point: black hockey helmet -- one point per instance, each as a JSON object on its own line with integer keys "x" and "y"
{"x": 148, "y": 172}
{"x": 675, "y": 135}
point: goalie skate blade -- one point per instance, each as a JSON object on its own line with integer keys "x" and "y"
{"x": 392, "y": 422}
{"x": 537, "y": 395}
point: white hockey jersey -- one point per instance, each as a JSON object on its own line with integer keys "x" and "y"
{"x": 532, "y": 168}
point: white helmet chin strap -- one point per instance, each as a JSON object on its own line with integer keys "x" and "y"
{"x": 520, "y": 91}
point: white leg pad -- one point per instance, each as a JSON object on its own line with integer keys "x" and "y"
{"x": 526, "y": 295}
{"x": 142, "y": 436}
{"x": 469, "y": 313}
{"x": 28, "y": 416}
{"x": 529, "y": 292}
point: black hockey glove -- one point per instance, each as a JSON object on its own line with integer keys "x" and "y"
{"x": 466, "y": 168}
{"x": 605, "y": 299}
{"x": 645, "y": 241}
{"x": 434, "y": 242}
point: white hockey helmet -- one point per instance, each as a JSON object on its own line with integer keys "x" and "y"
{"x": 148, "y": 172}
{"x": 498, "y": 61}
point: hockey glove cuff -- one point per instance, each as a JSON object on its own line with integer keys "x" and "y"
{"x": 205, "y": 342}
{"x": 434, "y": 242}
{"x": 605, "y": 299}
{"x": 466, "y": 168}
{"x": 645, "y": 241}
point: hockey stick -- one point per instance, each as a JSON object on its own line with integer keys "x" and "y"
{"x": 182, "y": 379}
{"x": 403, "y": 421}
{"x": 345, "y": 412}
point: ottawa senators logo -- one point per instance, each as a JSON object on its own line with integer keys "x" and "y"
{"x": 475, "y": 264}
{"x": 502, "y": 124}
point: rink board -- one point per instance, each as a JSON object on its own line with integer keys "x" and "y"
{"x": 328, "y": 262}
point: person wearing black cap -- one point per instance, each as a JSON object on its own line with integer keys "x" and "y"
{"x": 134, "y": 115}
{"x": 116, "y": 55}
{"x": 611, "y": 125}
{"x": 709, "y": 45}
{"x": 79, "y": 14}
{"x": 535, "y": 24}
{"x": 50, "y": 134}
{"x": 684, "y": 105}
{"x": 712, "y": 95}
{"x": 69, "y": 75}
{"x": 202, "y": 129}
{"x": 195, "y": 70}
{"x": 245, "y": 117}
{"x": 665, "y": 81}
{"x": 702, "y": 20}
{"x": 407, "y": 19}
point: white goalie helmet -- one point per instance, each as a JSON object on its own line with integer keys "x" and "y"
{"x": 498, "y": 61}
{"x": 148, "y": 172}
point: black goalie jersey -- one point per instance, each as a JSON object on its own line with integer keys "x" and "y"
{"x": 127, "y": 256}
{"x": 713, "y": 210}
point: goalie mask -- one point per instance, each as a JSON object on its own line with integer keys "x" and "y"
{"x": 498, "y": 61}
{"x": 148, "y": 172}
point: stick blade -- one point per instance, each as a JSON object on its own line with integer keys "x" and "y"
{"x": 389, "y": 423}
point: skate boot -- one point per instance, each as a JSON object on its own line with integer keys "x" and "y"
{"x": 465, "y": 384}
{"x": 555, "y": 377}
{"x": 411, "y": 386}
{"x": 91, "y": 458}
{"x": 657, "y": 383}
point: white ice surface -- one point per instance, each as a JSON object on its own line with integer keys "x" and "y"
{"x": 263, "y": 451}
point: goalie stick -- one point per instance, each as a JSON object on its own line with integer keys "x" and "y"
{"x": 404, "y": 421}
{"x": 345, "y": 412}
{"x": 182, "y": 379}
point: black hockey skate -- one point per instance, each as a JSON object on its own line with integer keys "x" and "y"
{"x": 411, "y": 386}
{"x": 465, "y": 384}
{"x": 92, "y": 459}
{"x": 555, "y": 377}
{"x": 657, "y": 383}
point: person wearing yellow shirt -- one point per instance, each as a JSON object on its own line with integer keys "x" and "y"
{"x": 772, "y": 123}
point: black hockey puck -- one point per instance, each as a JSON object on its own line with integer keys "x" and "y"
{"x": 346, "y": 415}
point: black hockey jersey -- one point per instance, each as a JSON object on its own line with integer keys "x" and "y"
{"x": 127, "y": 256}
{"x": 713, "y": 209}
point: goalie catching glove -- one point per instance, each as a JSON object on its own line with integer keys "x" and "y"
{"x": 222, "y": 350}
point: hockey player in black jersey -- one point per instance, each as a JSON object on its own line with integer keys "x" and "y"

* * *

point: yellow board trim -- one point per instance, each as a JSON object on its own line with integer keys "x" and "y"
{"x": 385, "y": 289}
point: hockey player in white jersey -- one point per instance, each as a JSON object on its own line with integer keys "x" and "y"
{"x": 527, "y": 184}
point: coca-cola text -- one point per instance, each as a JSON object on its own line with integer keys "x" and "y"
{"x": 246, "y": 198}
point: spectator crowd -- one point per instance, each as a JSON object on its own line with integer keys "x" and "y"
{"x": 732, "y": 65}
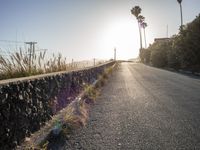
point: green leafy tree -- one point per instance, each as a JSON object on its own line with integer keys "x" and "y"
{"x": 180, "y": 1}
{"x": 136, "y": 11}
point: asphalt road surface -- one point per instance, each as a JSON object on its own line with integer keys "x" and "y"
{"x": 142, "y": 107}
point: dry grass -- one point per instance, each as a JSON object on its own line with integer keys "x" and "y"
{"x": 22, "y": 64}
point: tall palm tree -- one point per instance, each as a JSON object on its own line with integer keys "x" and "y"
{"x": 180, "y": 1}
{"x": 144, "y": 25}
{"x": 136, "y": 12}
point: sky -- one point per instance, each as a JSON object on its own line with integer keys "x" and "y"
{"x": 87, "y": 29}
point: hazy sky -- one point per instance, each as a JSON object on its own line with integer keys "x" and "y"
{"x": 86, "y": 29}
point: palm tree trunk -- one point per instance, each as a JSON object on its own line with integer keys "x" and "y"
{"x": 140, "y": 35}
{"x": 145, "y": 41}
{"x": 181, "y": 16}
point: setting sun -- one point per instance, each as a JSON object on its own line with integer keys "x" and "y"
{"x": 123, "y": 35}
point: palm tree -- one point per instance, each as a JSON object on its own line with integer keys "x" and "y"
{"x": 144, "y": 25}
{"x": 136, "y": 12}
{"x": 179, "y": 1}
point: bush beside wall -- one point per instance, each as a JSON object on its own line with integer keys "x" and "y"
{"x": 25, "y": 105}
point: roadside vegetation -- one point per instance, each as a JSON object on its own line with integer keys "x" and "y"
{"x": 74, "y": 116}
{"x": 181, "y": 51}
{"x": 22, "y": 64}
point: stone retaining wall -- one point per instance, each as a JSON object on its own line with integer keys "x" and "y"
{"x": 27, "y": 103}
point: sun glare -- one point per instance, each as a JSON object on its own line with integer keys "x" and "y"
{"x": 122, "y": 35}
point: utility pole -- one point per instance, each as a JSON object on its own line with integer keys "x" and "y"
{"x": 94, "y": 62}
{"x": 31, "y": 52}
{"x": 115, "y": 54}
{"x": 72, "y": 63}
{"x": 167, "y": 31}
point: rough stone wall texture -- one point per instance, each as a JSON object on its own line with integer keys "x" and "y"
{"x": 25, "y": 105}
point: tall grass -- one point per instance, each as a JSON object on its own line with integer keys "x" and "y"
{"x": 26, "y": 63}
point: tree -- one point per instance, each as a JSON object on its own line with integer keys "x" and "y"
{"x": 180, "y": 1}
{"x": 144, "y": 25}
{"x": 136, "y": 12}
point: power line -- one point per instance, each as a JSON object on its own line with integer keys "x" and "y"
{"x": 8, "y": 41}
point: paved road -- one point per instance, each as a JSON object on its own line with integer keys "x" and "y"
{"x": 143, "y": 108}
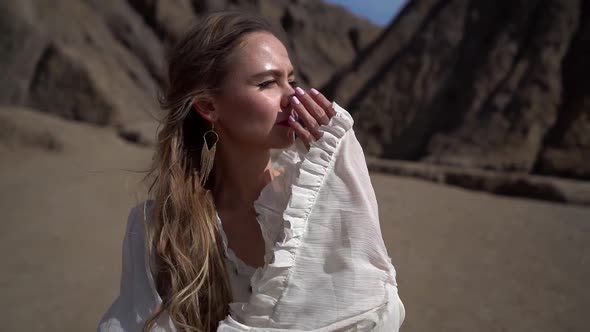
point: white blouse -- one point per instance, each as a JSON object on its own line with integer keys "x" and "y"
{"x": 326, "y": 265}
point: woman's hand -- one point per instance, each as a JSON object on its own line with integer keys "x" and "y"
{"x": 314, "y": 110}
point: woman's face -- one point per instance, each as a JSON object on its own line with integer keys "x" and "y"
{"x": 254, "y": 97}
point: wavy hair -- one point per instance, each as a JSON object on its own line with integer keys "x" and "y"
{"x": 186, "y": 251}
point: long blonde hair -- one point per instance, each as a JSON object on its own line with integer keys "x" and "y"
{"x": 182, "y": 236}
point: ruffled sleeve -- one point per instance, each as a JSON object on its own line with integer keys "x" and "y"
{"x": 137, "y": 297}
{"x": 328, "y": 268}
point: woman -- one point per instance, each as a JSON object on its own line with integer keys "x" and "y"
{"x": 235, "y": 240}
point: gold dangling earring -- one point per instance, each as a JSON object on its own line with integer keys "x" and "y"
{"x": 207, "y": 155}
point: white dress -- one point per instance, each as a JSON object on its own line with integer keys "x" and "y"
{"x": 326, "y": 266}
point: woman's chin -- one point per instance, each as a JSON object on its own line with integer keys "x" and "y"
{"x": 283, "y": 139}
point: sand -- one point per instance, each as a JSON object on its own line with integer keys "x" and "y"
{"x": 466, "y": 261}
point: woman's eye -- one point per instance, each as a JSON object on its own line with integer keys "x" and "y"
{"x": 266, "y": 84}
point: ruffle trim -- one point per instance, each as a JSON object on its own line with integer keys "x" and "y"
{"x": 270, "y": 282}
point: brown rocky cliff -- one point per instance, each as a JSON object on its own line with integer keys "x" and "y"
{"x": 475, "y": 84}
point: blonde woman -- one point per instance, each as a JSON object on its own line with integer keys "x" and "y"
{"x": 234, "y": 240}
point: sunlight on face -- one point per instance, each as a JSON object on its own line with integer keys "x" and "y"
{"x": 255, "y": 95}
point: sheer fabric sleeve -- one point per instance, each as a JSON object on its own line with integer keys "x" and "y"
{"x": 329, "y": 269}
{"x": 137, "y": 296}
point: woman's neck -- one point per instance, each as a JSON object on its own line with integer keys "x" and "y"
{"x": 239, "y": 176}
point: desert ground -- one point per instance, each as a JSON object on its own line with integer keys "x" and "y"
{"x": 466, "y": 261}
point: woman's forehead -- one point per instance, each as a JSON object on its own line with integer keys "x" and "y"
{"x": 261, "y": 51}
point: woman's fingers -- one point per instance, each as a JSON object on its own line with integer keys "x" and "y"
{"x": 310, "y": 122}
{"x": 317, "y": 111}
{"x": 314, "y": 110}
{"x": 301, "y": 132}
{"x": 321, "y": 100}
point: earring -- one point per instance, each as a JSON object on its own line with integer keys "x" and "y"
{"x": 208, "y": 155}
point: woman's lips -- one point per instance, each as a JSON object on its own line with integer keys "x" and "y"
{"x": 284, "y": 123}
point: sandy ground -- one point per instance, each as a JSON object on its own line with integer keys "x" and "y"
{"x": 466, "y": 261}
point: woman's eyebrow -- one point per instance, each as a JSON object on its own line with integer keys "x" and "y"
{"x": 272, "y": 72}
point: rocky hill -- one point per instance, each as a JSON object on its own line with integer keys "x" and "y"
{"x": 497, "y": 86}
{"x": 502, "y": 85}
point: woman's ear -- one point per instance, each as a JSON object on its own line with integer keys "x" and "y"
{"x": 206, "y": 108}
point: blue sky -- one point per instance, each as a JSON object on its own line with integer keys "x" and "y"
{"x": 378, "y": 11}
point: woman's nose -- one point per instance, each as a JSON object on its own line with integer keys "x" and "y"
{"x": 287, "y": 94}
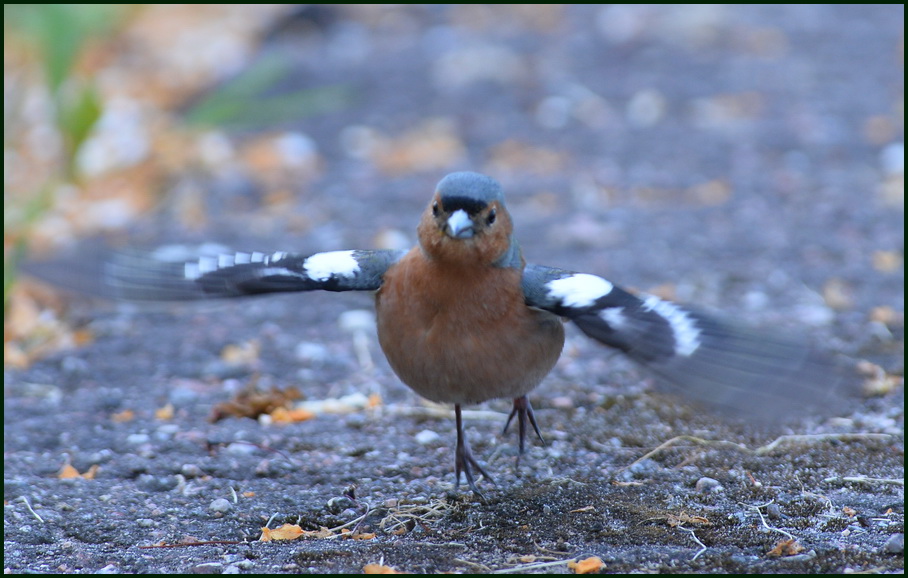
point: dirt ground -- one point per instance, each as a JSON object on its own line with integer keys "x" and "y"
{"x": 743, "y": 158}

**Problem to solve**
Out of the data above, give again only the lines starting at the one holding "point: stick blade" and ending at the one holding "point: hockey player in black", unchanged.

**Expected answer**
point: stick blade -- one point per instance, each as a JSON object on its own line with integer keys "x" and "y"
{"x": 389, "y": 423}
point: skate boot -- one point per instance, each as a JSON object on its own line with integer keys "x" and "y"
{"x": 465, "y": 384}
{"x": 555, "y": 377}
{"x": 411, "y": 386}
{"x": 91, "y": 458}
{"x": 657, "y": 383}
point: white ice surface -- one point per instance, each as a JSON object on its own line with integer keys "x" and "y"
{"x": 263, "y": 451}
point: goalie stick -- one point per instance, each as a JSON object on its own line with integer keys "x" and "y"
{"x": 404, "y": 421}
{"x": 345, "y": 412}
{"x": 182, "y": 379}
point: black hockey skate -- one point per instance, each as a JSON object on its own line with integer keys "x" and "y"
{"x": 411, "y": 386}
{"x": 465, "y": 384}
{"x": 92, "y": 459}
{"x": 555, "y": 377}
{"x": 657, "y": 383}
point: person wearing yellow shirt -- one point per instance, each as a JSON object on its own line with integer keys "x" and "y"
{"x": 772, "y": 123}
point: black hockey puck -- one point per instance, each as a JSON object on its own line with integer keys "x" and "y"
{"x": 346, "y": 415}
point: black hockey jersey -- one point per instance, each as a JSON object on its own line with integer keys "x" and "y"
{"x": 127, "y": 256}
{"x": 713, "y": 209}
point: goalie catching glove -- one point per instance, each as a JSON object on its own line with integer keys "x" and "y"
{"x": 222, "y": 350}
point: hockey player in black jersey -- one point per instance, each as a JSON object on its own line with integer keys "x" and "y"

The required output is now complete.